▸ Task requirements:
1 – Translate the sentence "Once or twice I ask him to speak up." from the article on artist Kudzanai Chiurai and downtown Johannesburg into Spanish.
2 – Extend the article on artist Kudzanai Chiurai and downtown Johannesburg, picking up after its final sentence.

=== Text ===

/ 15 October 2009

The grime sublime

Amid grimy edifices in Doornfontein, where clothes flap forlornly in the wind on the roofs and balconies of buildings (abandoned structures seemingly untouched by urban renewal), squats August House.

It’s where Zimbabwean-born artist Kudzanai Chiurai has lived for about two years after a five-month stint in Melville. It’s a building that houses other artists and a Wits University academic: “A very complex space,” Chiurai calls downtown Jo’burg, “not suburbia. It’s a transitory space, a place where people are in transition to somewhere else.”

Downtown is usually the first frontier laid claim to by migrants evading poverty and misery on the continent. When they arrive, they huddle in national enclaves, creating microcities and microeconomies, and sometimes never venture beyond set, but invisible, boundaries. “All these people bring their own selves in their interpretation of this city,” Chiurai says. “Sometimes the microcities can be a building or a street.”

When I ask him why he chose to live in this part of town, Chiurai says he is inspired by the “noise”, “the constant movement”, the different energies that result when “people’s presences are always changing”.

The University of Pretoria-educated artist has exhibited works that feed off the rough graffiti aesthetics of street signage in downtown Johannesburg: the luminous paints and (sometimes) odd mixes of colour, the cursive twirls and the bold lettering, the “rotten” grammar and orthography. Chiurai likes the personal touch, the nation-specific aesthetics of the handmade signage that’s lacking in the corporate-produced stuff.

Small wonder he scoffs at the idea of Johannesburg as a world-class African city. “I don’t think a world class exists,” he says. “It’s pretty hard to say that because every city comes with its own aesthetics and every city is a result of a particular set of reasons and circumstances. Johannesburg is the City of Gold,” he says.

“Each of us carries ideas of what a city should be like and when we meet millions of others — each with his own ideas — what results is organised chaos,” he says in a soft-spoken voice devoured by his cavernous residence that doubles as a studio. Once or twice I ask him to speak up. Johannesburg, he points out, should be seen for itself, “otherwise we’ll have monotonous cities” — one thinks of spaces endlessly replicating themselves wherever they occur.

=== Records shown ===

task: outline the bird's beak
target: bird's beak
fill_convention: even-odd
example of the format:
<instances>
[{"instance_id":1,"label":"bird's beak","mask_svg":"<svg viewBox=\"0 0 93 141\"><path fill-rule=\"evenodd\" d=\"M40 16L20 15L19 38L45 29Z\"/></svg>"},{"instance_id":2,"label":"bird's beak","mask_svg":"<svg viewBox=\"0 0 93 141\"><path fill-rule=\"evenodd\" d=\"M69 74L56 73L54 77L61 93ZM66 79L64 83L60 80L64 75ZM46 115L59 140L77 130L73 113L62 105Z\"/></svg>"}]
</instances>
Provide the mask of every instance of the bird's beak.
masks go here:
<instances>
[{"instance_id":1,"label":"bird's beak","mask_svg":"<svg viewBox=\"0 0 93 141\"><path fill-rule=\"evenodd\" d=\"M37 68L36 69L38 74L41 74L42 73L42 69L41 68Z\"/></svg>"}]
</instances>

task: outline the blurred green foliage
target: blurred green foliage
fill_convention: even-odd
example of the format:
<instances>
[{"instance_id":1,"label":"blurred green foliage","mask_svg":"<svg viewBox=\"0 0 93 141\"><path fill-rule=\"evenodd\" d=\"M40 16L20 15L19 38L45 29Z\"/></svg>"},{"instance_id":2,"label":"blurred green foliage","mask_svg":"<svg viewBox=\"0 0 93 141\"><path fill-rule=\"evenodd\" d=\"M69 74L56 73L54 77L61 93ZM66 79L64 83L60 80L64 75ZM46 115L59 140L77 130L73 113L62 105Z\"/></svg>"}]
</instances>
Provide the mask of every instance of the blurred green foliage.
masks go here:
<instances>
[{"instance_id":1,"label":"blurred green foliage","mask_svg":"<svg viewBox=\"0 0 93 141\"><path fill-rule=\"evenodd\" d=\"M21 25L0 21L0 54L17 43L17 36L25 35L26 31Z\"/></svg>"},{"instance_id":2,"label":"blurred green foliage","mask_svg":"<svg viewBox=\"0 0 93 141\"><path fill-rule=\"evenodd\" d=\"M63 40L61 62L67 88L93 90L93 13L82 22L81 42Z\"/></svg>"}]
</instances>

===

▸ Exercise responses:
1 – Una o dos veces le pido que hable más alto.

2 –
Chiurai is noncommittal on the subject of urban renewal. He’s uncertain whether the 2010 agenda means that everything is being “sanitised for tourists”. He contrasts the sleek, urbane, almost soulless Marshalltown district occupied by banks and mining houses with downtown Johannesburg, at once attractive and repulsive for its chaotic ambience.

Before the interview began I had a chance to scout around his home-cum-studio. His flat is curtainless, spacious and partially partitioned. On one side is the rather dusty studio stacked with paint canisters, industrial-type machinery, planks, paper and other tools of his trade. On the other is a lounge, bedroom and dining room occupied by a long metallic table. On a rack, next to his bed, is a tennis racket (he’s a keen sportsman and was once in the Zimbabwe national rugby team).

A TV nonchalantly sits on a wooden crate; on a handmade desk rests a computer; on one of the shelves close to the window overlooking the city is an mbira and art books, neatly stacked. Other slanting shelves are just above his desk, holding critical works such as The Elusive Metropolis by Achille Mbembe and Sarah Nuttall and fiction. (Some are first editions of African classics, including Es’kia Mphahlele’s Down Second Avenue, Chinua Achebe’s No Longer at Ease and Coming of the Dry Season by Zimbabwean Charles Mungoshi.) It’s clear — Chiurai is a multidimensional investigator of the African present.

His latest poster series shows his preoccupation with politics. It’s inspired by what he calls “the big-man syndrome” and how politics affects ordinary folk. The glossy series, conceptualised by Chiurai and photographed by Jurie Potgieter, features a model dressed as various ministers (defence, finance, arts, education and such) — official roles have been reinterpreted, setting them up for ridicule. His light yet cynical take is reminiscent of Frantz Fanon’s criticism of the bourgeoisie of formerly colonised countries: their unproductive nature and love of ostentation.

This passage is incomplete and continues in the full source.